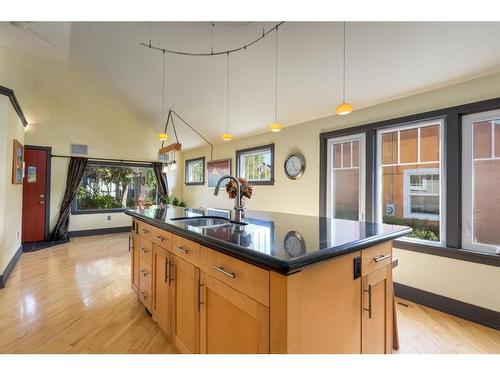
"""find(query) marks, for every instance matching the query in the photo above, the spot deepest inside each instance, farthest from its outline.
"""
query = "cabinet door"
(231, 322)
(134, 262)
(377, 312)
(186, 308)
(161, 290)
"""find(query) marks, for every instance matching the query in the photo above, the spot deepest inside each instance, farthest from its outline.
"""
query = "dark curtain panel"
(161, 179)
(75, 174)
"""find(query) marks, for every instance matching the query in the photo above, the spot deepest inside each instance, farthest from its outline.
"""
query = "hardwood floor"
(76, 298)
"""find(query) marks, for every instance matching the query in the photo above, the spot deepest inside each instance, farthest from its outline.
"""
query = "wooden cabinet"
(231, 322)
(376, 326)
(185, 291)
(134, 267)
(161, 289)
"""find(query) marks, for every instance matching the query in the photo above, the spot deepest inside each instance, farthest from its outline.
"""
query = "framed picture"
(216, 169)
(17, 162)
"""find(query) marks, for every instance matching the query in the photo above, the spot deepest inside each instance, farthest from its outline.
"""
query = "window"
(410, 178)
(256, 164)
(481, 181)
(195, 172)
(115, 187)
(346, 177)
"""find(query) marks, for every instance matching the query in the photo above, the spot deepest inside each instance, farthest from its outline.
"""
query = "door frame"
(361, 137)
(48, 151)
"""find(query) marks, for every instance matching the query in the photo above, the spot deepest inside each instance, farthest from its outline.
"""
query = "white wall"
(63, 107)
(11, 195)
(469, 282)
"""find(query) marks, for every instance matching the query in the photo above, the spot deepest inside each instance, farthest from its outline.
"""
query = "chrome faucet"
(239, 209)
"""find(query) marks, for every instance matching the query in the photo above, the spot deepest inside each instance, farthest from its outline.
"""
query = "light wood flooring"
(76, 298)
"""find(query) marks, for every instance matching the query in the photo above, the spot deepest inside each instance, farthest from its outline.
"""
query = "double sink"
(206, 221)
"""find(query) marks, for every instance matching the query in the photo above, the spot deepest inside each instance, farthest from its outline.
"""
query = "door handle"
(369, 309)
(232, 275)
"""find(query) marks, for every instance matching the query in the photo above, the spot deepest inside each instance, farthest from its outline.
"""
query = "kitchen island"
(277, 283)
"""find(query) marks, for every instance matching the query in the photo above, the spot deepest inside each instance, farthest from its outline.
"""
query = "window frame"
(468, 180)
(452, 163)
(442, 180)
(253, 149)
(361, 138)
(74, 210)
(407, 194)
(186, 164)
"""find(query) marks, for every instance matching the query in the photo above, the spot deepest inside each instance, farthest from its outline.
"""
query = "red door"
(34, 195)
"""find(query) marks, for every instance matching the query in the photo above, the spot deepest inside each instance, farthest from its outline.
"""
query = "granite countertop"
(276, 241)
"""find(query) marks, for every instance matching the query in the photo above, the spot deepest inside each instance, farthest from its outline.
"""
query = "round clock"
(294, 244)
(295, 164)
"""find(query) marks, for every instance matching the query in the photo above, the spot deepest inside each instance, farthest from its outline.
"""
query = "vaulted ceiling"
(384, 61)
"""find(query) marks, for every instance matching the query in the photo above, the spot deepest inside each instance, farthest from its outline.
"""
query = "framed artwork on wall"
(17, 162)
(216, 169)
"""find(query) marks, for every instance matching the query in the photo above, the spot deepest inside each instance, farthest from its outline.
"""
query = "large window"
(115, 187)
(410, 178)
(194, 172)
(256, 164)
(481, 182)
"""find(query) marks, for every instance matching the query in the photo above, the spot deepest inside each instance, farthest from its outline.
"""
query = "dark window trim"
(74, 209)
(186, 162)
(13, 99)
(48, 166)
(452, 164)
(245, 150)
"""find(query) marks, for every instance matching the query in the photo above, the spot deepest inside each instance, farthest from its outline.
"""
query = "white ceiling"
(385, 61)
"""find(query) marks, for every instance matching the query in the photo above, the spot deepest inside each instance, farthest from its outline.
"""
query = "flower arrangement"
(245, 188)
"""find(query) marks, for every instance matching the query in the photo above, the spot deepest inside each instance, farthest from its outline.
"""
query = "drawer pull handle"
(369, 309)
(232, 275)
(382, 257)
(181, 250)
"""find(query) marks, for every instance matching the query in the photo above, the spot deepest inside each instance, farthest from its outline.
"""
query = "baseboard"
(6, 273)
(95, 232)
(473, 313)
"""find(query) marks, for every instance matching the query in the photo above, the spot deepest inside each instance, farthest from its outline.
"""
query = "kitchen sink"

**TASK DESCRIPTION:** Exclude the pictures and transcribe all of the entries exactly.

**SOLVED EXERCISE:**
"""find(query) marks, for every instance matching the query in the photo above, the spot deepest inside each instance, farthest from its outline.
"""
query = "cabinet door"
(231, 322)
(134, 262)
(377, 312)
(186, 308)
(161, 290)
"""find(query) marks, for every instance matching the query in the photo above, the spot deepest inside each instance, farthest from its outline.
"""
query = "dark curtain panel"
(161, 179)
(75, 174)
"""find(query) marks, for every instance matching the query in the photo above, the spot deepest inside each instance, farthest from its outline.
"""
query = "hardwood floor"
(76, 298)
"""find(query) marks, for every instance matching the query in the photo above, the spot deepest inside each instance, farthest from its outline.
"""
query = "wooden cabinet"
(231, 322)
(376, 326)
(185, 291)
(134, 267)
(161, 289)
"""find(query) marks, for every instance matching the query in the photo above, the spot deepest inside each instance, farthest from its outline.
"""
query = "framed picture"
(216, 169)
(17, 162)
"""find(query) marks, for every instance matching the query in the photo above, the spot deepest inside each instance, farthest from its outline.
"""
query = "window"
(410, 178)
(256, 164)
(481, 181)
(195, 172)
(115, 187)
(346, 177)
"""find(query) marks, for every instance matching the query in the photo above, the spot deepest inside each instance, farthest from its outline.
"""
query = "door frame"
(361, 137)
(48, 151)
"""find(query) marks, for every instance matching the query in the photo above, the spot deepest inside each instance, farthest from its outline.
"""
query = "white wall"
(63, 107)
(11, 195)
(469, 282)
"""find(query) marks, for every instance matching the query in the photo above, the spot deepest inside each instance, farthest from its outline.
"""
query = "chrome faucet"
(239, 209)
"""find(query) marks, for every instance matching the query in the photo above, the spot deepest inside each instance, farthest from its outline.
"""
query = "light wood flooring"
(76, 298)
"""find(query) marks, for every instance matching the query in the photo above, the spot deepest inside each instance, farthest from its outline.
"""
query = "double sink"
(206, 221)
"""find(query) marks, for every instance matching the query in the photo above, the spot deepest inside each instance, farthest from its outline.
"""
query = "door handle"
(369, 309)
(232, 275)
"""find(query) marks, for every instance matching the query in the photo above, the spot deepest inside each instance, farthest from its outline.
"""
query = "kitchen island"
(277, 283)
"""find(query) marks, for every instance matching the query in the photo above, the spot deepest inside each instance, farthest from its outline.
"""
query = "window frame"
(468, 180)
(452, 163)
(442, 180)
(253, 149)
(361, 138)
(74, 210)
(407, 194)
(186, 164)
"""find(query) marks, for every instance matching the query in the photo above, the spot deepest inside each instance, farthest from its outline.
"""
query = "red door"
(34, 195)
"""find(query) marks, for every instance matching the query in the photo above, the spot deepest inside each instance, farthest from its outline.
"""
query = "granite countertop"
(276, 241)
"""find(query) marks, for every instance matching the query in the photo above, the spot deepest inside each instance, farthest from its outline.
"""
query = "round clock"
(294, 244)
(295, 164)
"""find(query) marks, for every instance matching the query in the photo above, the spot deepest inside each instance, farthest from its outline.
"""
query = "vaulted ceiling"
(384, 61)
"""find(query) marks, for every instance matching the query in the photo above, the spot deepest inside each instance, farthest from its outline.
"""
query = "framed artwork on wall"
(17, 162)
(216, 169)
"""find(query) marks, for every instance matching the query in the photo above, the spot deepest inside each instance, farthest from its outline.
"""
query = "large window"
(115, 187)
(410, 178)
(194, 172)
(256, 164)
(481, 182)
"""find(query) marks, for every instance matching the query in the photo above, the spot deepest inside each instance, farthest from its outline.
"""
query = "dark window trim"
(74, 209)
(186, 162)
(13, 99)
(48, 166)
(452, 164)
(245, 150)
"""find(query) marks, for every instance matching the query in the photo above, the spot deepest inside each instance, farthest from its outline.
"""
query = "white ceiling"
(385, 61)
"""find(query) marks, for every instance matching the query in the photo above, the spot deepest inside each instance, farthest from its outline.
"""
query = "flower arrangement"
(245, 188)
"""find(query) marks, for every instance matching the query in the photo above, the spot deepest inside each instance, farthest from its outline.
"""
query = "drawer pull handle"
(369, 309)
(232, 275)
(382, 257)
(181, 250)
"""find(query) marks, for every instance matching the query in the photo above, the spot deepest inside each instance, farthest from its outline.
"""
query = "baseboard"
(6, 273)
(95, 232)
(473, 313)
"""find(query) marks, for every instance matching the query in the photo above, the spot deepest inside each instance, farthest from its outline.
"""
query = "kitchen sink"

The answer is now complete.